======== Extract ========

American defector to North Korea (1943–1983)

Larry Allen Abshier (1943 – July 11, 1983) was one of seven American soldiers to defect to North Korea in 1962 after the Korean War. He was born in Urbana, Illinois.

Originally stationed in South Korea, Abshier crossed into North Korea at the age of 19 under unclear circumstances. He later became a propaganda figure for the North Korean regime, appearing in state-produced media and reportedly working as an English teacher and actor in North Korean films. Abshier lived in North Korea until his death from a heart attack in 1983.

== Early life ==
Little is known about Abshier’s childhood, which indicates an unstable upbringing. He grew up in Garfield Heights, Ohio, and his father ran a gas station ten miles away in Cleveland. By age 14, Abshier was a ward of the state at the Illinois Soldiers and Sailors Children’s School. In 1961, Abshier enlisted in the U.S. Army and was deployed to South Korea. According to fellow defector James Dresnok, Abshier “was caught on it [marijuana] five or six times…They were going to court-martial him or kick him out of the Army…Instead of going back to his old life, he just came over to the DPRK.”

======== Supplied entries ========

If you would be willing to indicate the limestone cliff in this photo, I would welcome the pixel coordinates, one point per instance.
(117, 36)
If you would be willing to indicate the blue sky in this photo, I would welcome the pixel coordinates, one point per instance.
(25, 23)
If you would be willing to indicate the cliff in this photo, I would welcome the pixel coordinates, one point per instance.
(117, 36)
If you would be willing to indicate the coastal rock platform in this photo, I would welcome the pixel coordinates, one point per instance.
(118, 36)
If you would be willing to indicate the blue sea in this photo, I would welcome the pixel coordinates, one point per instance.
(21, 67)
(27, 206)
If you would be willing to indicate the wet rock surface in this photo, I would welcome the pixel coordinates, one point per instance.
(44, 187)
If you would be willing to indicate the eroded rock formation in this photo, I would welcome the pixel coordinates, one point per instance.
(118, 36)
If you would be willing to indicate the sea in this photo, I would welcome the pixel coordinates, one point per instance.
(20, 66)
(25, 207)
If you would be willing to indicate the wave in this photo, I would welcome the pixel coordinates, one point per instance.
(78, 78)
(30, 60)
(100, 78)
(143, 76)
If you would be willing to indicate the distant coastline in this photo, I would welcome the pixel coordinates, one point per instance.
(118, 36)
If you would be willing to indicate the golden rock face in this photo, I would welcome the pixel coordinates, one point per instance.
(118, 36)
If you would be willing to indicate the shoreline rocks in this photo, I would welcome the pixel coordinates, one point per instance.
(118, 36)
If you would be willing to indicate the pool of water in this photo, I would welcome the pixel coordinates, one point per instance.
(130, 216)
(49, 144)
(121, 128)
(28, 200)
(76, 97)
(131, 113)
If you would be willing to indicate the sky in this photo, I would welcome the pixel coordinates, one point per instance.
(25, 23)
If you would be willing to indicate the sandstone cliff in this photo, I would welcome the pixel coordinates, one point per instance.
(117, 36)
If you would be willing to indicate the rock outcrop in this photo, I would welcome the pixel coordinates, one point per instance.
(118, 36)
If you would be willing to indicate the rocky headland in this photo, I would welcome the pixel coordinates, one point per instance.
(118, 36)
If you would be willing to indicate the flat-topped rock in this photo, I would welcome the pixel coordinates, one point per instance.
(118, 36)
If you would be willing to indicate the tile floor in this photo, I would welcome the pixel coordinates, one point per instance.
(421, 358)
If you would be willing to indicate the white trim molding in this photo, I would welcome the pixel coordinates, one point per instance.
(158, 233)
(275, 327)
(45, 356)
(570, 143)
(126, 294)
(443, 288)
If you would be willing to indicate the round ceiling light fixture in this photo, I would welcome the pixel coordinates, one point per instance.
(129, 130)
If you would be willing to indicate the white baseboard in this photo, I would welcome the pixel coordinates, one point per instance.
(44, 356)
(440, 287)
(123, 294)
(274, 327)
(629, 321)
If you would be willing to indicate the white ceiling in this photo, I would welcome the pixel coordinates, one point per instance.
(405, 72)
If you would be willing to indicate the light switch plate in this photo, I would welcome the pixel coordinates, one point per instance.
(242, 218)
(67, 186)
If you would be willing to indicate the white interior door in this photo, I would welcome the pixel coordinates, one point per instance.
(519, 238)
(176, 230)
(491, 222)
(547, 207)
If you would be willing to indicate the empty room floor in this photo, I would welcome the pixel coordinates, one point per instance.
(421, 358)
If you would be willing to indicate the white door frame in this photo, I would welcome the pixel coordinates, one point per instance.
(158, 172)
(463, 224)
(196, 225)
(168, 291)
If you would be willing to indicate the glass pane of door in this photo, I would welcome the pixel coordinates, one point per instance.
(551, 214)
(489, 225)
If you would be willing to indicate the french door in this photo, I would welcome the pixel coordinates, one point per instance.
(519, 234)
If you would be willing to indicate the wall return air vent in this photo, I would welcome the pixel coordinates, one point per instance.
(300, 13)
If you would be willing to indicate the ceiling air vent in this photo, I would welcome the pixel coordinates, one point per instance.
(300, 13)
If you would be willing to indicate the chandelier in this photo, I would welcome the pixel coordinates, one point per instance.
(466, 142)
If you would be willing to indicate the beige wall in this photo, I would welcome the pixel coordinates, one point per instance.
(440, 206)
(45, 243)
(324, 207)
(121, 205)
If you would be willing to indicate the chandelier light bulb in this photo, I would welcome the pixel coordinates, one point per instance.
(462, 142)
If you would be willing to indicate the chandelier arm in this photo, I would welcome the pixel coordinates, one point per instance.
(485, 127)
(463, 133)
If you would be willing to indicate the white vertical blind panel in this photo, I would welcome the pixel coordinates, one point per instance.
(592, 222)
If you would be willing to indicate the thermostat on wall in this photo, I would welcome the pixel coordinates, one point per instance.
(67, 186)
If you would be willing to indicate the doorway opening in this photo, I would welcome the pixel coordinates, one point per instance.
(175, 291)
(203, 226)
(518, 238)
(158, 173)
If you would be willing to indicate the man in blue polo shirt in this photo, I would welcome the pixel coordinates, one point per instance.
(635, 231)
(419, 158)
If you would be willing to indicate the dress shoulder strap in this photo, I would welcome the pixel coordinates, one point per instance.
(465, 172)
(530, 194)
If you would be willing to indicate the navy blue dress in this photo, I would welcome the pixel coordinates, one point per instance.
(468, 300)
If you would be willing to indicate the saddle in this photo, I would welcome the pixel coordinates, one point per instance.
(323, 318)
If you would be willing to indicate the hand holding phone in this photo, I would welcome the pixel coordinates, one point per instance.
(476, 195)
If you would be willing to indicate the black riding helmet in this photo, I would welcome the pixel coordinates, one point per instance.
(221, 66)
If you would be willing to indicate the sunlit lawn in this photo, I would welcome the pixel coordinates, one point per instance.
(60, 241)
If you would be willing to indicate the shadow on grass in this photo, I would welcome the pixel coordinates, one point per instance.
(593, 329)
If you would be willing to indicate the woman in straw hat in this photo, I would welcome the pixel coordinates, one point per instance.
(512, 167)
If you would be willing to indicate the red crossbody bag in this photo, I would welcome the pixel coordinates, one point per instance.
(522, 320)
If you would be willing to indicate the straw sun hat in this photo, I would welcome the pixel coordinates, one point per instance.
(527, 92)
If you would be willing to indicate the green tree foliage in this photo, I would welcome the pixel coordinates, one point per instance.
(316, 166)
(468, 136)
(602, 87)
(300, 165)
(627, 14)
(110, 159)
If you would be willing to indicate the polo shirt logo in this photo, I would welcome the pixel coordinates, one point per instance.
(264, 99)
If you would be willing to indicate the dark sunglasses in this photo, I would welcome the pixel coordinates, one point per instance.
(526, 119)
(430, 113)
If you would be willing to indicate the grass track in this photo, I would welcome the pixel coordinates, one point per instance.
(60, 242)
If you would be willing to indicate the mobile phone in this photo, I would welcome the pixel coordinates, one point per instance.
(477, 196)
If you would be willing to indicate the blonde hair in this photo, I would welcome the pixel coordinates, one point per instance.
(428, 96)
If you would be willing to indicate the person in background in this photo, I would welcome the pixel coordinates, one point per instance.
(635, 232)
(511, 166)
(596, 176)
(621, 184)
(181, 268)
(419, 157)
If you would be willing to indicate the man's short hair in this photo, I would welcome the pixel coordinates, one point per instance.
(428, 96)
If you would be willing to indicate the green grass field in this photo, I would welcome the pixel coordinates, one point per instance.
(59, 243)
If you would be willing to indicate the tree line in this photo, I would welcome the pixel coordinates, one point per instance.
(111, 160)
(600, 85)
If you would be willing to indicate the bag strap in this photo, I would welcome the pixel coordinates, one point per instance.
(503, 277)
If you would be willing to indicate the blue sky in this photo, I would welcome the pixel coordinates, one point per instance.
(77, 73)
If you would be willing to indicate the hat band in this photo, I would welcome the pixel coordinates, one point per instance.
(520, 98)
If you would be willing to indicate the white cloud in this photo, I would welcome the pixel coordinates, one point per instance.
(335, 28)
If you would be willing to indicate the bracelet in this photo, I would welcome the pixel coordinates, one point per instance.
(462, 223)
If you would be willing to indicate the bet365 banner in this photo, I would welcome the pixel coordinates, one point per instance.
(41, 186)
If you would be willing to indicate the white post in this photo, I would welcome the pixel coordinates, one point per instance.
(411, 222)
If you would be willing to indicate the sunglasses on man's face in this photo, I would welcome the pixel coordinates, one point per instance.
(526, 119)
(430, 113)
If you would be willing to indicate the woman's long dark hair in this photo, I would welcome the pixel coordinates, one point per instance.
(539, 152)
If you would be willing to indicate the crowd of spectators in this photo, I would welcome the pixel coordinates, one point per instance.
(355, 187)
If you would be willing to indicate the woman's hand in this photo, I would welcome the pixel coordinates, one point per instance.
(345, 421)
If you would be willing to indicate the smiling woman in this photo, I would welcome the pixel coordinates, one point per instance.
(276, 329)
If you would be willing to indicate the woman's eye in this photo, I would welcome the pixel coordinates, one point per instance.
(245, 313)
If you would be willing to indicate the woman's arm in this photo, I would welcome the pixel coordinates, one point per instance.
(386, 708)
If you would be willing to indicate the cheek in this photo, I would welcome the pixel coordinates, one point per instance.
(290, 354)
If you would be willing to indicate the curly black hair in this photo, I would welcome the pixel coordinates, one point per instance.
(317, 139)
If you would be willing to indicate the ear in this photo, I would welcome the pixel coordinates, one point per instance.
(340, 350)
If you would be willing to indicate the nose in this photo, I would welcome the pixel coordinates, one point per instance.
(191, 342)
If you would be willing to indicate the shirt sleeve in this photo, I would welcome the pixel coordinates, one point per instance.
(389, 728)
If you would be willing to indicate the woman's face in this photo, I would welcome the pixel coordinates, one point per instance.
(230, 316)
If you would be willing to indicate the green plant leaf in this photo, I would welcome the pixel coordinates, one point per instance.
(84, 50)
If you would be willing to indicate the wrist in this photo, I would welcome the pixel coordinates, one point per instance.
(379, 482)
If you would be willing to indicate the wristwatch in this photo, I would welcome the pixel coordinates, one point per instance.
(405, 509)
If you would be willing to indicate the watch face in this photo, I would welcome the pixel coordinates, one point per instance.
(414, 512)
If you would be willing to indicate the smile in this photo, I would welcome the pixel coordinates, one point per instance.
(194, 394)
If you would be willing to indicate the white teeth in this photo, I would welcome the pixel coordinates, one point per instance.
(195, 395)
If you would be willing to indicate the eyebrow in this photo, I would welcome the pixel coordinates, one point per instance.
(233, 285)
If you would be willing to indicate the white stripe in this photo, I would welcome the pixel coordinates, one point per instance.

========

## Your tasks
A. Rewrite the records, beginning at the line that contains "If you would be willing to indicate the wristwatch" and stopping at the end of the records, with "photo" replaced by "image" and everything else left unchanged.
B. Extend the account of the American defector Larry Allen Abshier, picking up after its final sentence.

## Final answers
A.
If you would be willing to indicate the wristwatch in this image, I would welcome the pixel coordinates, one point per instance.
(405, 509)
If you would be willing to indicate the watch face in this image, I would welcome the pixel coordinates, one point per instance.
(414, 512)
If you would be willing to indicate the smile in this image, I would welcome the pixel coordinates, one point per instance.
(194, 394)
If you would be willing to indicate the white teeth in this image, I would welcome the pixel coordinates, one point per instance.
(195, 395)
If you would be willing to indicate the eyebrow in this image, I would welcome the pixel coordinates, one point per instance.
(233, 285)
If you would be willing to indicate the white stripe in this image, I would welcome the pixel coordinates, one point per instance.

B.
==Defection==
Private Abshier, a member of the 1st Reconnaissance Squadron, 9th Cavalry, 1st Cavalry Division, abandoned his post in South Korea on May 28, 1962 when he crept away from his base and crossed the DMZ into North Korea. He was, for three months, the only American in North Korea, until Private James Joseph Dresnok defected in August.

In the 2006 documentary movie Crossing the Line, Dresnok recalls waking up to see a white face looking at him. "I opened my eyes. I didn't believe myself. I shut them again. I must be dreaming. I opened them again and looked and said, 'Who in the hell are you?' He says, 'I'm Abshier.' 'Abshier? I don't know no Abshier.'"

Abshier and three other American defectors—James Joseph Dresnok, Charles Robert Jenkins, and Jerry Wayne Parrish—appeared in several North Korean films, such as Unsung Heroes, portraying American antagonists. Their participation in these films made them recognizable figures within the country. The North Korean government utilized the men for state propaganda, distributing photographs internationally that depicted them living in favorable conditions and appearing successful and satisfied.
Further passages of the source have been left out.